> [Problems and tasks]:
1 – Decide whether each statement agrees with the Behemoth-X page: (a) the lm_head is quantized to NVFP4; (b) calibration used 256 samples from cnn_dailymail; (c) the RTX 3090 is linked to the cluster over 200 GbE InfiniBand. Answer yes or no for each, quoting the deciding words.
2 – Return the passage of the Behemoth-X page starting at "2. Two Sparks" and ending at "hidden-state passing transparently.".

> [Page text]:
+++++

Behemoth-X-123B-v2.2 — NVFP4 (compressed-tensors)

NVFP4 (4-bit floating-point, W4A4, group_size=16) quantization of TheDrummer/Behemoth-X-123B-v2.2, produced via a custom 3-node heterogeneous distributed pipeline on a personal 2× NVIDIA DGX Spark + RTX 3090 setup.

To my knowledge this is the first publicly available NVFP4 quantization of a Mistral-Large-derived 123B-class model, and the first to demonstrate a heterogeneous Blackwell-UMA + Ampere-VRAM Ray cluster running modelopt's NVFP4 export pipeline end-to-end.


Quick facts

Base model TheDrummer/Behemoth-X-123B-v2.2 (Mistral-Large-2411 finetune)
Architecture MistralForCausalLM, 88 layers, hidden_size=12288, 96 attn heads, 8 KV heads, head_dim=128
Original size ~228 GB (BF16)
Quantized size ~66 GB (see Files tab)
Quant format NVFP4 via nvidia-modelopt 0.43.0
Storage layout compressed-tensors (vLLM-native)
lm_head Kept BF16 (unquantized), in quantization_config.ignore
KV cache Configurable at serve time (FP8 recommended)
Calibration data 256 samples from cnn_dailymail, lengths 150–1200 tokens
Conversion date 2026-05-14

Why this exists

Quantizing 123B-class models for personal hardware is not as turn-key as it sounds:

  1. Single-node modelopt fails on Spark. The standard modelopt hf_ptq.py workflow silently OOM-kills on the GB10 because accelerate.infer_auto_device_map misdetects unified memory as a 5.2 TB GPU.

  2. Two Sparks (256 GB combined UMA) aren't enough for Behemoth at full precision. A 50/50 layer split would put ~115 GB on each Spark — but Ray's actor overhead + Phase-3 calibration activation buffers push that over the 128 GB UMA ceiling. Both attempts at a 2-Spark Behemoth quant hit OOM-killer during calibration.

  3. The fix: add a third node. A 41/41/6-layer split across 2 Sparks + an RTX 3090 (24 GB VRAM, hosted in a Proxmox VM, attached over plain 2.5 GbE LAN) brings each Spark's load down to ~118 GB and ~115 GB with comfortable headroom, while the 3090 handles the tail 6 layers + lm_head + norm in ~22 GB VRAM. Ray RPC handles cross-node hidden-state passing transparently.

This is the first model produced with the 3-node N-shard variant of the distrib-nvfp4 pipeline. The pipeline is open-source at github.com/KaletoAI/distrib-nvfp4 (Apache 2.0) — same scaffold, with --shard-layers a,b,c for arbitrary N-way splits and automatic memory-sorted node placement so the smallest-VRAM node gets the smallest shard.


The hardware: 2× DGX Spark + 1× RTX 3090

The cluster used to produce this artifact:

Node GPU Memory Role
DX10-01 (GB10 Spark) NVIDIA GB10 (sm_121) 128 GB UMA shard0: layers 0–40 + embed_tokens
DX10-02 (GB10 Spark) NVIDIA GB10 (sm_121) 128 GB UMA shard1: layers 41–81
eGPU host (Proxmox VM) NVIDIA RTX 3090 (sm_86) 24 GB VRAM shard2: layers 82–87 + final norm + lm_head
  • ConnectX-7 200 GbE IB between the two Sparks (Ray RPC over IB)

+++++

> [Dataset records]:

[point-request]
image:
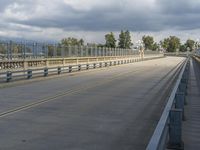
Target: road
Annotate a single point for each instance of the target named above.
(114, 108)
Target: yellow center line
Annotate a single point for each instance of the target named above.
(62, 94)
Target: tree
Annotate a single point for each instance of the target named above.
(70, 41)
(171, 44)
(183, 48)
(110, 40)
(155, 46)
(148, 42)
(190, 44)
(125, 40)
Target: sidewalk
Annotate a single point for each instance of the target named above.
(191, 127)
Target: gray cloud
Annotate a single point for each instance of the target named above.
(94, 15)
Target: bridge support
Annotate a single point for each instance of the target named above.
(175, 130)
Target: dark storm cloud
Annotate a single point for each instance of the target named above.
(180, 14)
(164, 14)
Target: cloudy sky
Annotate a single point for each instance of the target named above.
(91, 19)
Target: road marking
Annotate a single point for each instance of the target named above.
(64, 93)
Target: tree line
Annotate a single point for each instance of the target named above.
(124, 41)
(169, 44)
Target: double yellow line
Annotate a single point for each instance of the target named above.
(64, 93)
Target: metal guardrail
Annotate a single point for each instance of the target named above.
(169, 126)
(46, 71)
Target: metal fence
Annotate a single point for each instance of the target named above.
(32, 50)
(168, 132)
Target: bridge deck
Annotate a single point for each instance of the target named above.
(191, 127)
(111, 108)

+++++

> [Outputs by task]:
1 –
(a) No: "lm_head Kept BF16 (unquantized)"
(b) Yes: "256 samples from cnn_dailymail"
(c) No: "attached over plain 2.5 GbE LAN"

2 –
2. Two Sparks (256 GB combined UMA) aren't enough for Behemoth at full precision. A 50/50 layer split would put ~115 GB on each Spark — but Ray's actor overhead + Phase-3 calibration activation buffers push that over the 128 GB UMA ceiling. Both attempts at a 2-Spark Behemoth quant hit OOM-killer during calibration.

  3. The fix: add a third node. A 41/41/6-layer split across 2 Sparks + an RTX 3090 (24 GB VRAM, hosted in a Proxmox VM, attached over plain 2.5 GbE LAN) brings each Spark's load down to ~118 GB and ~115 GB with comfortable headroom, while the 3090 handles the tail 6 layers + lm_head + norm in ~22 GB VRAM. Ray RPC handles cross-node hidden-state passing transparently.